§ Dataset entries
----------

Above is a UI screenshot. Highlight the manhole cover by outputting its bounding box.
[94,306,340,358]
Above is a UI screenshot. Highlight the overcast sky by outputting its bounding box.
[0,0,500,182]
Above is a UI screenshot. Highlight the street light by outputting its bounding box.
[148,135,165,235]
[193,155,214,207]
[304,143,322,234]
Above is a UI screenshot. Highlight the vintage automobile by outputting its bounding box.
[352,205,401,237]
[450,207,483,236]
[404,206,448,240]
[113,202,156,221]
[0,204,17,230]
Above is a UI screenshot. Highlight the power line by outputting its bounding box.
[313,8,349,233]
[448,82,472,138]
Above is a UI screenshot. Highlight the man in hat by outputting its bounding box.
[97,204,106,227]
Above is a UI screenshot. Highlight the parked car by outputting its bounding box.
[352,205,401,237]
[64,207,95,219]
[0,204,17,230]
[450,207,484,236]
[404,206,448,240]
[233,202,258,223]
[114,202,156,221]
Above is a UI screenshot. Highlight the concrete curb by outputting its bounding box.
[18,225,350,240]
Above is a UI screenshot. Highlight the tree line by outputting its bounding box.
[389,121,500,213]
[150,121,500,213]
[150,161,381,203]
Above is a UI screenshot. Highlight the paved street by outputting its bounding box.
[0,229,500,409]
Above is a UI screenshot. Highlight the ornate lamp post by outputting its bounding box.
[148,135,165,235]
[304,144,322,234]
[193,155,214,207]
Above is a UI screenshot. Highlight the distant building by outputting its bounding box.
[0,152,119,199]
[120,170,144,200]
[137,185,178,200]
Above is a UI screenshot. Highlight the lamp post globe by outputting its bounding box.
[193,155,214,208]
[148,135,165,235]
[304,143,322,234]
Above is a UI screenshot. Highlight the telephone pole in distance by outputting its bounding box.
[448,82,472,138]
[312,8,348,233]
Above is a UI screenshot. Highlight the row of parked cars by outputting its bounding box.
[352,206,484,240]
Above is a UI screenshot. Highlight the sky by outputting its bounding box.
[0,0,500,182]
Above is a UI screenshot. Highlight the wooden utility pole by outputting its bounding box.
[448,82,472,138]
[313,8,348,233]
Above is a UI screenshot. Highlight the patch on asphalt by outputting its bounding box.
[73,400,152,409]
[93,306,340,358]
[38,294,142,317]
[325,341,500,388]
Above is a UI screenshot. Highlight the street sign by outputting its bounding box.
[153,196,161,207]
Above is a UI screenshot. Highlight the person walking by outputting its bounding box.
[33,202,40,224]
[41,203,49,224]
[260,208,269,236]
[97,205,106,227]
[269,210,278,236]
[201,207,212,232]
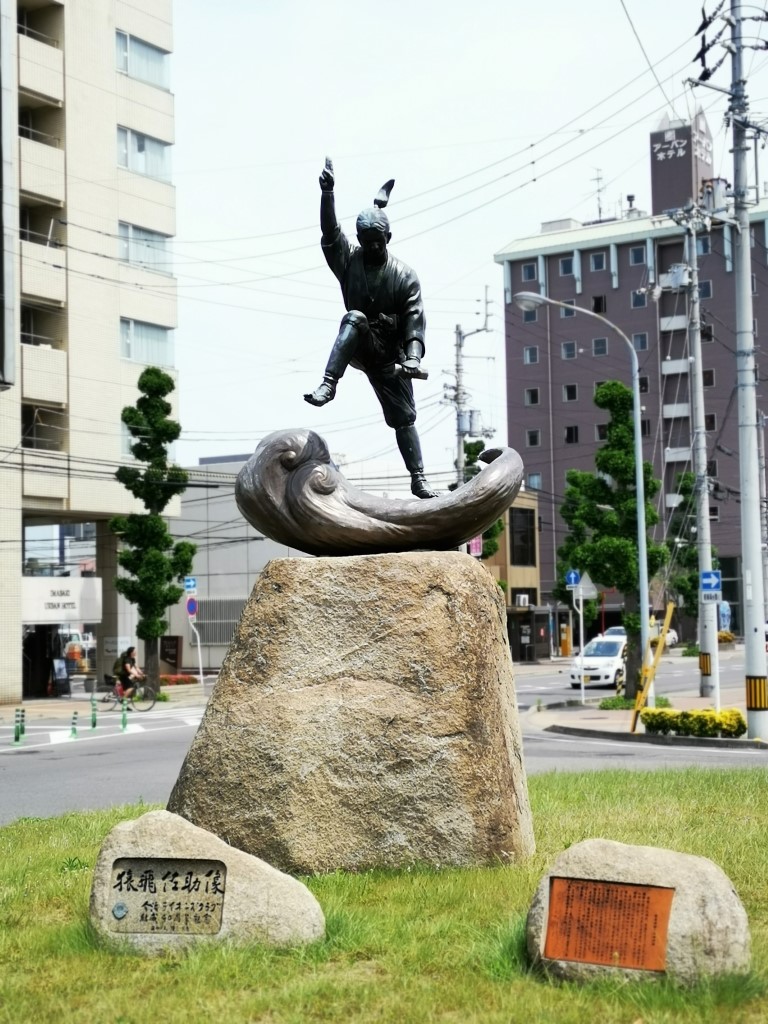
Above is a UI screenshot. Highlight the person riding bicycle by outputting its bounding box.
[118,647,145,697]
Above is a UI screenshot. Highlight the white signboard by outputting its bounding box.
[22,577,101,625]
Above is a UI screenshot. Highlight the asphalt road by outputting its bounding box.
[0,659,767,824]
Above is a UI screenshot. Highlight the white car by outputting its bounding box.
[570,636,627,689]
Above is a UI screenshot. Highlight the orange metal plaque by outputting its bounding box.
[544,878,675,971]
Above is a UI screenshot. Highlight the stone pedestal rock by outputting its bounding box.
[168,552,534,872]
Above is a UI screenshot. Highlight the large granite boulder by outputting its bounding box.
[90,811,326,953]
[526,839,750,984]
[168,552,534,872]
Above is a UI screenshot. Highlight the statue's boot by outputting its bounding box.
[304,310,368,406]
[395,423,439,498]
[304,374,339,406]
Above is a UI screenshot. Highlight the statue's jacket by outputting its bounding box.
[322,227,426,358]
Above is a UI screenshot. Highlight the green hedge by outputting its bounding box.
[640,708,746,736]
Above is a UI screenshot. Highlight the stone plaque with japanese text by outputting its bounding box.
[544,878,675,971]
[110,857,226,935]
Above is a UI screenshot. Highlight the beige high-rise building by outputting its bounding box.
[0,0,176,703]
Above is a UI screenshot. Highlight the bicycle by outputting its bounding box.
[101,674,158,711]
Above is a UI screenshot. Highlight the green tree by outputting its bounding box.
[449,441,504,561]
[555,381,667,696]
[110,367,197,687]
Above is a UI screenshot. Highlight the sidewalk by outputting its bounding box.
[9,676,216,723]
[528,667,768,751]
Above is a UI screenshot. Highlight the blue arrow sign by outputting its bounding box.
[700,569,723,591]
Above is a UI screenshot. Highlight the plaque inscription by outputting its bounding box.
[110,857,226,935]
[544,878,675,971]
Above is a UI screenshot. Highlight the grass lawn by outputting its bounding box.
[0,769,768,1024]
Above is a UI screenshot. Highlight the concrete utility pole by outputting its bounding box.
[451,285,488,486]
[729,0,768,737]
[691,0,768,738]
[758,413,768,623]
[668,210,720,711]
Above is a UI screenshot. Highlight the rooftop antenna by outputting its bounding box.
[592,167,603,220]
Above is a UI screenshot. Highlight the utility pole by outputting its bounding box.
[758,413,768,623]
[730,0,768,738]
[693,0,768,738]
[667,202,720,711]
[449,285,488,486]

----------

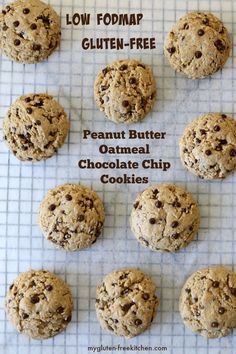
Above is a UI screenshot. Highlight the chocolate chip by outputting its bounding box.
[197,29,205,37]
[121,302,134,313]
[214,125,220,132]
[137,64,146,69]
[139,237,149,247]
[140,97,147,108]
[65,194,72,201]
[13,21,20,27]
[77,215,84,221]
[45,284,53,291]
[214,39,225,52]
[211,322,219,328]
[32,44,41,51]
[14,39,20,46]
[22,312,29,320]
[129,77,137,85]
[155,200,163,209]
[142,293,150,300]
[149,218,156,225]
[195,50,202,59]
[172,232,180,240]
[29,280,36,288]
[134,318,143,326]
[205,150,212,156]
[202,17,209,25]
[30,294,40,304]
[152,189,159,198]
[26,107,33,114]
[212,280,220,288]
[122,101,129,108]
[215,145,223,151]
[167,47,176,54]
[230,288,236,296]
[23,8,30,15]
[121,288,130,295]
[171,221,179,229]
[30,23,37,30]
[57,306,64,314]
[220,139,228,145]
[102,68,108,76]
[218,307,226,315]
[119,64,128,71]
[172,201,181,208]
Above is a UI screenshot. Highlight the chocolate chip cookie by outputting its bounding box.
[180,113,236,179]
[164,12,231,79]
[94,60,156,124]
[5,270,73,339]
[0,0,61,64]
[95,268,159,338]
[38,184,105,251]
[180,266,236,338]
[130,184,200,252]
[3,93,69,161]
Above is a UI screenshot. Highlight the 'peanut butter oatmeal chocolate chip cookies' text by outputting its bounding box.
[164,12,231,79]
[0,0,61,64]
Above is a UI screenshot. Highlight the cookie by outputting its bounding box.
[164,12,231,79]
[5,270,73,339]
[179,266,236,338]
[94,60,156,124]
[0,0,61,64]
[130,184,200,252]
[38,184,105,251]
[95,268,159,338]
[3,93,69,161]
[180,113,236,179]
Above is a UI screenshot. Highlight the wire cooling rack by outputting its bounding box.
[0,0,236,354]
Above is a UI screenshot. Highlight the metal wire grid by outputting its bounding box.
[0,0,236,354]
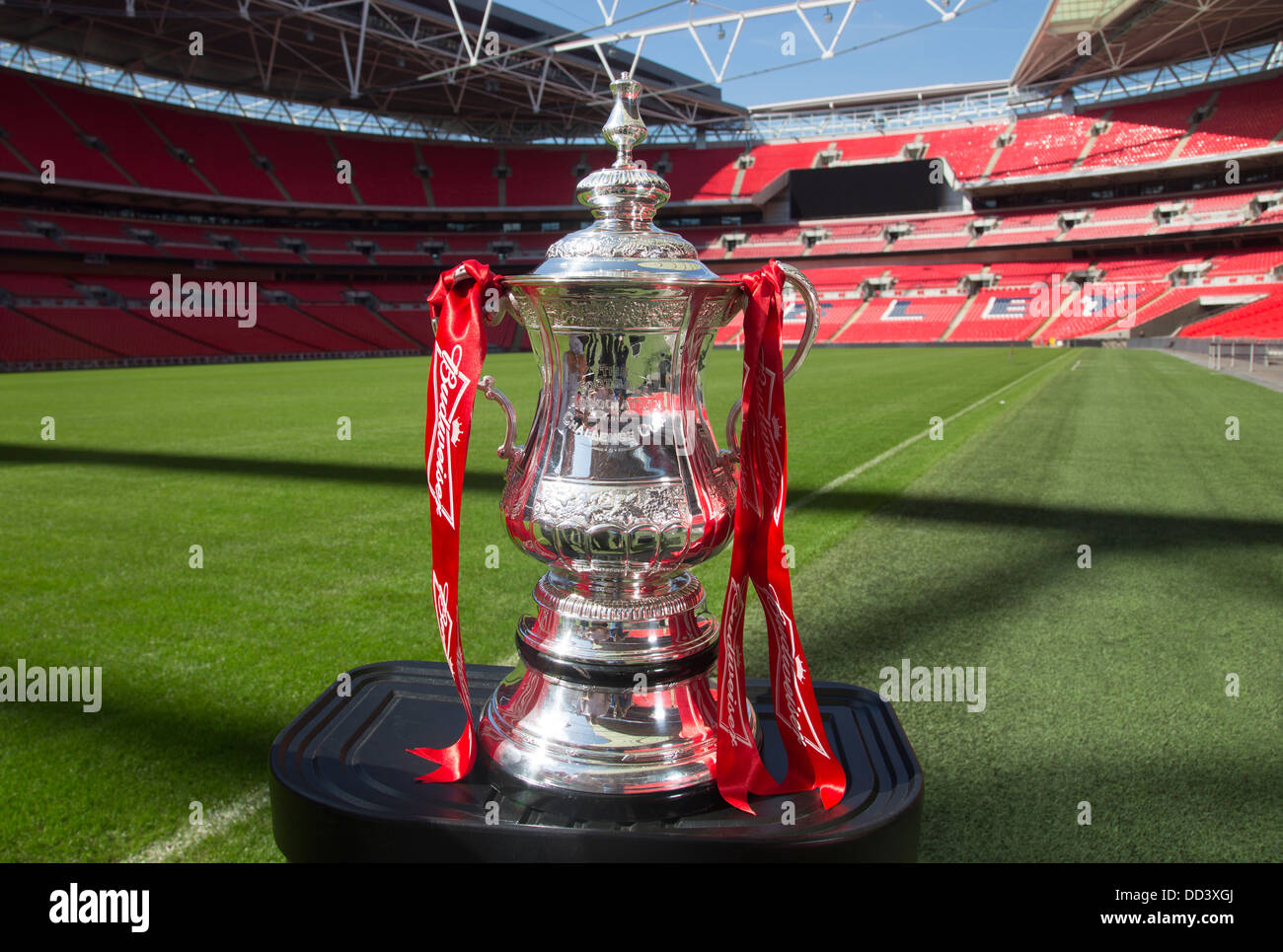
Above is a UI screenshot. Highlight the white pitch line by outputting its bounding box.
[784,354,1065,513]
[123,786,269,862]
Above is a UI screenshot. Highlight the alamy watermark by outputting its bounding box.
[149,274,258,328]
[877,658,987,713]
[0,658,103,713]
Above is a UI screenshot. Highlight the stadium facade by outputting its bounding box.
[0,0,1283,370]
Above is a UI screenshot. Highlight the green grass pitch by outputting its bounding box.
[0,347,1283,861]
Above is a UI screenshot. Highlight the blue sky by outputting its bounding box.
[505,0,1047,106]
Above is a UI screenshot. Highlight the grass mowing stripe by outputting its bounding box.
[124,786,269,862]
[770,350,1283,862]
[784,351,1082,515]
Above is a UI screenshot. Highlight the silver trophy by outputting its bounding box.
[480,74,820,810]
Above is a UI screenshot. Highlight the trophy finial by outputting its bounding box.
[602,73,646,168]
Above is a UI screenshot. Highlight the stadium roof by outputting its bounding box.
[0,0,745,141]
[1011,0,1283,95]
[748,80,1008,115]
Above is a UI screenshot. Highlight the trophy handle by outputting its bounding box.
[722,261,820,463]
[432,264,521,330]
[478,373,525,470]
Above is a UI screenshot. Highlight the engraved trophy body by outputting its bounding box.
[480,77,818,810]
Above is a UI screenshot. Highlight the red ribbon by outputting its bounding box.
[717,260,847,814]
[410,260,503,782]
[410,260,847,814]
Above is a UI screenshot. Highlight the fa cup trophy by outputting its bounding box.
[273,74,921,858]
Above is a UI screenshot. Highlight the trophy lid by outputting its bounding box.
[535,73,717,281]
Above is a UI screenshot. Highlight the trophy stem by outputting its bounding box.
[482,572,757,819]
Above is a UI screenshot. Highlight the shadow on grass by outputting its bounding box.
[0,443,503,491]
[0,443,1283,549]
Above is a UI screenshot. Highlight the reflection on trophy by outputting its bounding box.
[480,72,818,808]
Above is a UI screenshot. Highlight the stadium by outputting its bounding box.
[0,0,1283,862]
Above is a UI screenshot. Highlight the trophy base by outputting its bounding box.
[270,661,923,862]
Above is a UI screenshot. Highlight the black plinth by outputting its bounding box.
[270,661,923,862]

----------

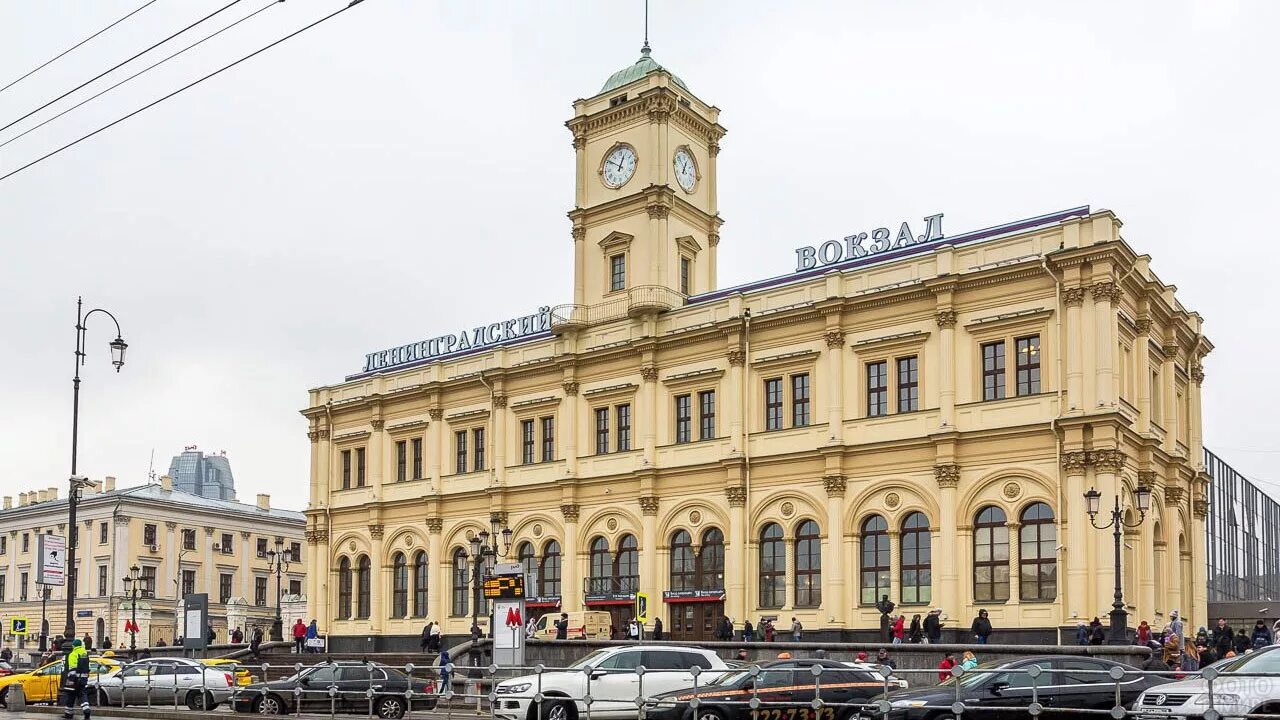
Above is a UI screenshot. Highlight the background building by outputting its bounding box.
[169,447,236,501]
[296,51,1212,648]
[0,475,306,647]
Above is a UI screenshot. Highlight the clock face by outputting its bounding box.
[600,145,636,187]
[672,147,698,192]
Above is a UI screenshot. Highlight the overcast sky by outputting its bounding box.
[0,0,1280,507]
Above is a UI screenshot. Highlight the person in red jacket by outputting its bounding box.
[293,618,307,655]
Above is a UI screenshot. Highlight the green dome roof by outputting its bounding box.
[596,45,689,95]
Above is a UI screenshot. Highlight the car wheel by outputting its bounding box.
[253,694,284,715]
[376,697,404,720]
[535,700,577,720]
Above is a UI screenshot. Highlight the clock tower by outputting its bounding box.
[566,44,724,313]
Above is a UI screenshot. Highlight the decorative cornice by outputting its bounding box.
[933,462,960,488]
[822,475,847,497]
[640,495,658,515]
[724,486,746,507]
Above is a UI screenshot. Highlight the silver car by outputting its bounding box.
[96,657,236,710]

----------

§ Exercise objective
Print the lines of the items unchanged, beginning with the line containing "Above is a UI screenshot. Highlight the background" and continuing through the line containing "[96,657,236,710]", inclusive.

§ Result of the exercise
Above is a UI screenshot. Highlight the background building by outputting its bounding box.
[169,447,236,501]
[296,51,1212,648]
[0,475,306,647]
Above is a UI screenshot. Highlight the clock face by outputting its bounding box.
[600,145,636,187]
[672,147,698,192]
Above is a UI screenshot. Highlight the overcast sky by outputting its bounding box.
[0,0,1280,507]
Above is a UI screenshot. Highlight the person in red jacket by outputting its bounding box.
[293,618,307,655]
Above is a UI screenshot. Highlight the green dome roof by outputting its bounding box.
[596,45,689,95]
Above is a UI screenshot. Highlight the car wheel by outputting its bounding box.
[253,694,284,715]
[376,697,404,720]
[535,700,577,720]
Above is a UI screenshot. Highlight the clock tower by outputting its bounding box.
[566,44,724,313]
Above is a UI screenshot. Highlight the decorative cornice by outputting its bounding box.
[933,462,960,488]
[822,475,847,497]
[640,495,658,515]
[724,486,746,507]
Above is a UI screenshot. Highlight the silver car by outputting its bounding box.
[96,657,236,710]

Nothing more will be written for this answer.